DESCRIPTION OF THE TASK: Repeat the data exactly, with every line included.

INPUT FOR THIS TASK:
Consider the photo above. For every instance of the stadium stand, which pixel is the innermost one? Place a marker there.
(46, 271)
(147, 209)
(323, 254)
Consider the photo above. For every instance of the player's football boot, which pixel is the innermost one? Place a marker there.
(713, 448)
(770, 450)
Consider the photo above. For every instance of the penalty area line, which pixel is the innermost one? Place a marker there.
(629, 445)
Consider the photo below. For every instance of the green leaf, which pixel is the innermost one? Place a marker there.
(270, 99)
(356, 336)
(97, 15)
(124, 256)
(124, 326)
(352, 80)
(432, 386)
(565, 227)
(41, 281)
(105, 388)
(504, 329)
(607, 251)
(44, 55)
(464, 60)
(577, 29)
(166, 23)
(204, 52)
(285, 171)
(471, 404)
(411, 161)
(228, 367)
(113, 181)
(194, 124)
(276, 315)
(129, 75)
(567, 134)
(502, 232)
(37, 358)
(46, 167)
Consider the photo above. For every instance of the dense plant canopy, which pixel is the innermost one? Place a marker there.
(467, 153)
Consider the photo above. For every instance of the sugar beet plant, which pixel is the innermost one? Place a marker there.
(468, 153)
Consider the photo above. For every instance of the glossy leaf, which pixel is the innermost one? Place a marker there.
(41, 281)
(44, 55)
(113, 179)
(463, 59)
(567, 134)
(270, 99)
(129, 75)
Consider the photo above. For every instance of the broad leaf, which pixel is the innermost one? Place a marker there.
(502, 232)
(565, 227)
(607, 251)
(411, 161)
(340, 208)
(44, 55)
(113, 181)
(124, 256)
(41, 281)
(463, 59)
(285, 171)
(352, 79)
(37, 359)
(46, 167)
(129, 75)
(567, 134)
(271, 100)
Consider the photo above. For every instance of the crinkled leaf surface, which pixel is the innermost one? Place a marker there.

EXERCISE RESPONSE:
Consider the photo above. For every instance of the stadium stand, which pixel is the innermost one? Place a marker there.
(46, 271)
(147, 209)
(323, 254)
Consider the photo above. For every instance of the player's football boot, which pixel is the innermost one? Place a marker there.
(713, 448)
(770, 450)
Consider the photo above. For every instance of the penalty area line, which pixel is the innermost one? Place a marker there.
(629, 445)
Consider the photo below. For every instance of the green leaf, which pixel is the innermost one? Place a marker there.
(270, 99)
(356, 336)
(97, 15)
(124, 256)
(124, 326)
(352, 80)
(432, 386)
(565, 227)
(41, 281)
(105, 388)
(504, 329)
(607, 251)
(44, 55)
(464, 60)
(577, 29)
(166, 23)
(204, 52)
(285, 171)
(471, 404)
(411, 161)
(228, 367)
(113, 181)
(194, 124)
(276, 315)
(129, 75)
(567, 134)
(502, 232)
(37, 358)
(46, 167)
Consider the photo above. For every instance of the dense plant canopy, which pixel is the innermost one? Place a marker there.
(467, 153)
Consider the photo above. For every instance of the sugar beet plant, which pixel is the innermost one? Place a marker there.
(468, 153)
Consider the photo above. For every instance of the glossy leaf, which pixel is the innermost one? Place a marker there.
(41, 281)
(44, 55)
(113, 179)
(463, 59)
(567, 134)
(270, 99)
(129, 75)
Consider the photo above. For every instance of the broad leaf, which pixel is the innermost one? Place a marker there.
(502, 232)
(565, 227)
(607, 251)
(411, 161)
(340, 208)
(44, 55)
(113, 181)
(124, 256)
(41, 281)
(463, 59)
(285, 171)
(352, 79)
(37, 359)
(46, 167)
(129, 75)
(567, 134)
(271, 100)
Consider the photo above. For every instance of the crinkled leaf surface, which pixel is the innermost one? Place a marker there.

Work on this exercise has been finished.